Text segment
* BEGIN *
Increasing Turbulence on Large scales

[rakyuv]

Describe the bug
I am interested to create the atmospheric turbulent flow with FDS, with a domain of 90x90x40 m^3. I have a horizontal resolution of 20 cm and a vertical resolution of 25 cm. I ran the simulation for 2400 s, which took approximately 12 hours to simulate. I plot the energy spectrum at 2.5 m from the surface from FDS, and when it is compared with a real instrument that measured the 3d wind, I find that the FDS results weren't so energetic. This does mean that the flow in FDS is not turbulent enough.

I had tried increasing the domain size by degrading the resolution away from the source. I ran this for 2400 s, but the spectrum didn't show any improvement. In fact the simulation with large domain had less energy in the TKE spectrum compared to the smaller domain with constant 20 cm resolution.

Presently, I'm tryintg to run for 5000, 7500 and 10000 seconds to see if running for a longer time with PERIODIC FLOW ONLY in the lateral boundaries would make the flow more turbulent and therefore have a spectrum closer to that of the atmosphere at that altitude. I don't have the results yet.

If the long time-series doesn't result in a turbulent flow, then I have no idea on how to increase the turbulence in the flow.

Desktop:

• OS: Linux
• Version: HPC

Additional context
Could you please tell me how to increase the turbulence in the flow field ? I'm yet to try synthetic turbulence though

[rmcdermo]

You are in research territory. FDS does not have many atmospheric validation cases, but the Schoenberg_Ekman_Layers would not be a bad place to start.

With 20 cm resolution, you have plenty of resolution to get turbulent flow. You have not shown us anything related to the flow field, a slice of velocity, a plot of the velocity components in time, for example. My bet is that you have not read the user manual to know that DEVC quantities are by default time averaged. And that the default interval is (T_END-T_BEGIN)/1000. This would give you a smoothing of about 2.4 s, which may dampen any TKE you are seeing.

Obviously, you need to know and apply the correct boundary conditions. You also need to understand how to turn a velocity signal into a TKE spectrum, which is not trivial, so there could be errors there.

I am transferring this to a discussion, as you have not demonstrated any "issue" with the code.

[rakyuv]

Thank you @rmcdermo for your answer. My apologies for posting it as a bug, and for not giving enough information to explain the problem.

Here is the spectrum I talked about:

For the results, I output the values using SLCF 3D, with DT_SL3D=1. In the above figure, I plotted the instrument readings at (20 Hz) for a 5-minute window alongside FDS TKE at 1Hz, for each multiple 5 minutes window.

I also plotted the -5/3 line on top of each spectrum

[rakyuv]

Hi,

I have found the fault in my comparison. As you said @rmcdermo, the 20 cm resolution is good enough for turbulent flow simulations. However, my sampling frequency in FDS of 1 Hz was hardly any match to the sampling frequency of the instrument which measured the wind at 20 Hz.

Therefore, I undersampled the wind measurement datasets to 1 Hz and compared with FDS, where the difference between the two spectras were quite small. I am also trying to increase the sampling frequency of FDS to see if it changes anything.

For the remaining part, I have added Jarrin's synthetic Turbulence, and would give the integral length scales L_ij for L_EDDY, RMS of velocity for V_RMS, and N_eddy to see if I can get the right amount of turbulence.

Thanks for your help.
* END *
Records from a collection
* BEGIN *
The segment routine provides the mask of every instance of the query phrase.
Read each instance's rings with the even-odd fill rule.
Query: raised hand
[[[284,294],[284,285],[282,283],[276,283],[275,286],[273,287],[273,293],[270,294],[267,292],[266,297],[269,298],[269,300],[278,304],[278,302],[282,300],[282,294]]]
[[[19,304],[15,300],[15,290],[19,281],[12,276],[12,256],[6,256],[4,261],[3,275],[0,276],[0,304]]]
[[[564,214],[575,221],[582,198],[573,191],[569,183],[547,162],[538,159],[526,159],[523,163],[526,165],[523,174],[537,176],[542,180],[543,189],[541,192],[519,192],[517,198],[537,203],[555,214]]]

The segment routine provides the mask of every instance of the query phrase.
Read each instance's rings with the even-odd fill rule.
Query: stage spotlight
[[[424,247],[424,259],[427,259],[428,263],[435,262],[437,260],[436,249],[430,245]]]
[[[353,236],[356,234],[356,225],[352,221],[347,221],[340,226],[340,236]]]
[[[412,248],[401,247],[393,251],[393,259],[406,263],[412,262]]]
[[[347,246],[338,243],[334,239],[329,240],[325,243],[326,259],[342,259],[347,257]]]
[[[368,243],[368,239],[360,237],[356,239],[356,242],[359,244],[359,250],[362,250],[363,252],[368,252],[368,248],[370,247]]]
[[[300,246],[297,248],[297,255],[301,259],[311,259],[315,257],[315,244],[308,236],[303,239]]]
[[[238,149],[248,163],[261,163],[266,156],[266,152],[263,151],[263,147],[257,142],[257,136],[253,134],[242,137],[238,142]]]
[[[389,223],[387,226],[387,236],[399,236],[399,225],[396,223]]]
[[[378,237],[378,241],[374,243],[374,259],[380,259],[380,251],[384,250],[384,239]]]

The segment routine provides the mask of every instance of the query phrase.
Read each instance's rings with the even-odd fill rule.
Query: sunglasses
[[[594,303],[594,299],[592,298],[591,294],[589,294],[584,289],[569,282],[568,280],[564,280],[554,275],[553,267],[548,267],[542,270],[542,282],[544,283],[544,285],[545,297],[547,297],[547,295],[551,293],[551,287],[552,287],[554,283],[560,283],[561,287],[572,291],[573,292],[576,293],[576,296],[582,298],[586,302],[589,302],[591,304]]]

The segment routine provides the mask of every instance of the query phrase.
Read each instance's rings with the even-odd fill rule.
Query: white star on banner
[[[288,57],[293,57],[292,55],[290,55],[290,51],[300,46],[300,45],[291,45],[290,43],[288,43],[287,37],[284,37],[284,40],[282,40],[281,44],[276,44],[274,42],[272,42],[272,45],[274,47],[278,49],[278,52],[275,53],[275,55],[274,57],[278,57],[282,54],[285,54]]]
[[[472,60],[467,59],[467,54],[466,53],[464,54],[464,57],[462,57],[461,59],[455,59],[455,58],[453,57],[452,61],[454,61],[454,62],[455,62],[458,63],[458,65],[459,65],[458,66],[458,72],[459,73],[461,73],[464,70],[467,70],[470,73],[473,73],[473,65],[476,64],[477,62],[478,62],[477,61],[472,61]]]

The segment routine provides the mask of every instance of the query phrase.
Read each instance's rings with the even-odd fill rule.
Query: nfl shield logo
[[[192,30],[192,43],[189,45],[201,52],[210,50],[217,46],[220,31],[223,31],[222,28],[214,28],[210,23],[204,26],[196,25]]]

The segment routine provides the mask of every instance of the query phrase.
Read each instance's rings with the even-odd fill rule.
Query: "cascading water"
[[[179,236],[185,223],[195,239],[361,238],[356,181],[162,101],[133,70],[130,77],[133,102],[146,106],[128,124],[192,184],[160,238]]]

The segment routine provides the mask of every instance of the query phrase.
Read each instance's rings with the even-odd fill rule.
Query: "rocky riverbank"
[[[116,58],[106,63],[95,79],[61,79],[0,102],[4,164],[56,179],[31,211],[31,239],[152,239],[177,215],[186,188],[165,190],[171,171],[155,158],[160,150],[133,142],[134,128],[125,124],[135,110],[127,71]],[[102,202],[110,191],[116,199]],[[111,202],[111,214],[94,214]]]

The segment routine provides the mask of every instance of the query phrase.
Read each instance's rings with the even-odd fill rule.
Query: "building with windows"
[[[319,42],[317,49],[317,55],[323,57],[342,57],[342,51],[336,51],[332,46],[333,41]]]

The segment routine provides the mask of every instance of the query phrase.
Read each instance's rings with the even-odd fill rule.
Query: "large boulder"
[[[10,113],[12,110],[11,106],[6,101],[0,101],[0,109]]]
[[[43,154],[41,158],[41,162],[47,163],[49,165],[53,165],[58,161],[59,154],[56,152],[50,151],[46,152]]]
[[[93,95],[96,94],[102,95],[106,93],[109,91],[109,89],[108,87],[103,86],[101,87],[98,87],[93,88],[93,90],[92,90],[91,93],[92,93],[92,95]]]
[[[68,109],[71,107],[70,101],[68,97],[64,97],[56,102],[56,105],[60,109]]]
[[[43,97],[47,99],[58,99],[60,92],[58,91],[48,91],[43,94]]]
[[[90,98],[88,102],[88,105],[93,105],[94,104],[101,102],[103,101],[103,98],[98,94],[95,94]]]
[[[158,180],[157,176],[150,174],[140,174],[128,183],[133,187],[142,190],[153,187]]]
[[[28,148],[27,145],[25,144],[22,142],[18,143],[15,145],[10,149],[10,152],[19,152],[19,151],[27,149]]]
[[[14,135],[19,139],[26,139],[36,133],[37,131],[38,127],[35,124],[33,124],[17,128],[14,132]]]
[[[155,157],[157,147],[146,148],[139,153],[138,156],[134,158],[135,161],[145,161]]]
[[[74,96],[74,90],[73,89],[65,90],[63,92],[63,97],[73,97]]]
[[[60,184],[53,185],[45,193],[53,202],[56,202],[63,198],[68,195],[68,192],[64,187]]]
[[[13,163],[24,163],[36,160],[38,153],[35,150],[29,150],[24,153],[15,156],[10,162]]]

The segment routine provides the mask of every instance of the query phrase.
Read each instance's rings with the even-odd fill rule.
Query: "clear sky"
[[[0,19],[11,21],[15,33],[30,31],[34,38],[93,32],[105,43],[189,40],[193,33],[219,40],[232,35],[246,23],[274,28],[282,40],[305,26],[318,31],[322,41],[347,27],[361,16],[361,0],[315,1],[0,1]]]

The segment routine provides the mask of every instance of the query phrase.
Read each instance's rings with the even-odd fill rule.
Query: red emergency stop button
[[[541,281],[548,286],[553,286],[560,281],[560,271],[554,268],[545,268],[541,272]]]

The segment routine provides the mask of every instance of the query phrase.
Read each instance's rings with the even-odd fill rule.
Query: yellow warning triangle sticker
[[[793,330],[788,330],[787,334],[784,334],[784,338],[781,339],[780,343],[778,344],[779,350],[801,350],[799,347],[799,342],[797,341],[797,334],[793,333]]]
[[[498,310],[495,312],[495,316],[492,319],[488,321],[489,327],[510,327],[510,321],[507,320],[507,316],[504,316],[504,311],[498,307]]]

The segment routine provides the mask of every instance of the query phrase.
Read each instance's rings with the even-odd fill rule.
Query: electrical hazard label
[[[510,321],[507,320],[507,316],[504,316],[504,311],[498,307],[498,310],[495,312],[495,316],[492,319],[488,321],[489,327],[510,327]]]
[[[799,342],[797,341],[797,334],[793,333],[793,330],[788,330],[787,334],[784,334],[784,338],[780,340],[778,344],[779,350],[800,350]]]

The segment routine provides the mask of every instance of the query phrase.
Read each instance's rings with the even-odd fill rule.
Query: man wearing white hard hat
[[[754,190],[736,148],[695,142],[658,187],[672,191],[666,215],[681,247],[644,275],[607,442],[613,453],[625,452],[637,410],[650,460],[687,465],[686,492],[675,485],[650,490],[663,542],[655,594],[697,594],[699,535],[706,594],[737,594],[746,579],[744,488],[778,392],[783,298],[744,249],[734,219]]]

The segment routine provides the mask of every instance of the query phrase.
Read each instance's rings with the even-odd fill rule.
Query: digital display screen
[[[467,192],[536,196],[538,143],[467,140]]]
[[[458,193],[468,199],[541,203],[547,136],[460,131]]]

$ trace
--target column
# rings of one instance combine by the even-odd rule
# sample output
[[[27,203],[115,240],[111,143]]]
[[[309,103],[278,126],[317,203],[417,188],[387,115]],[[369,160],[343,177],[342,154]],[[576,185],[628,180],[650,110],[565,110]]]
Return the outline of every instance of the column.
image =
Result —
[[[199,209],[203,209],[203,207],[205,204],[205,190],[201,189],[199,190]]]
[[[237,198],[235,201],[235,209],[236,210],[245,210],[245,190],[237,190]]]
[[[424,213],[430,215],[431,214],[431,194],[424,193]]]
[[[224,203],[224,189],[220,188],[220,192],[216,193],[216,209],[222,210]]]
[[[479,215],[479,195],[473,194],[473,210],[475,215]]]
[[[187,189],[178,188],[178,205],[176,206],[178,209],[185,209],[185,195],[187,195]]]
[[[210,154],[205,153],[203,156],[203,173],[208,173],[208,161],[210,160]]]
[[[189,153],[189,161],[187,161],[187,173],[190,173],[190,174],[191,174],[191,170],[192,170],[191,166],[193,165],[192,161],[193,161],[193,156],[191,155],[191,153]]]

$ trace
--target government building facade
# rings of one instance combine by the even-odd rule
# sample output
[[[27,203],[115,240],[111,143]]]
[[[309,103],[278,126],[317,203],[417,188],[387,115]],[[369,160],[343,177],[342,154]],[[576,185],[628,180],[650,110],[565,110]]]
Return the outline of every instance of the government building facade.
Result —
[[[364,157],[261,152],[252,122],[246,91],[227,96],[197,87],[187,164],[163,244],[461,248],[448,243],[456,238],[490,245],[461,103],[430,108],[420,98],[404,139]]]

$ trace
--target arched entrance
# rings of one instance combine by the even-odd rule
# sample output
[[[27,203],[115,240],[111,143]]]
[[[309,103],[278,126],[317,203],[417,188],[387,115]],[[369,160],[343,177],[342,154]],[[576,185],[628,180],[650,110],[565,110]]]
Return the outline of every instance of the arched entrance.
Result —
* END *
To do
1 - List every simulation duration, in seconds, that the original poster in the forum thread on turbulence in FDS reports having run or trying to run.
2 - Update the passage of the forum thread on turbulence in FDS between "Obviously, you need" and "5 minutes window.", inclusive, so that "boundary conditions" is replaced by "initial conditions".

Replies
1 - 2400, 5000, 7500, 10000

2 -
Obviously, you need to know and apply the correct initial conditions. You also need to understand how to turn a velocity signal into a TKE spectrum, which is not trivial, so there could be errors there.

I am transferring this to a discussion, as you have not demonstrated any "issue" with the code.

[rakyuv]

Thank you @rmcdermo for your answer. My apologies for posting it as a bug, and for not giving enough information to explain the problem.

Here is the spectrum I talked about:

For the results, I output the values using SLCF 3D, with DT_SL3D=1. In the above figure, I plotted the instrument readings at (20 Hz) for a 5-minute window alongside FDS TKE at 1Hz, for each multiple 5 minutes window.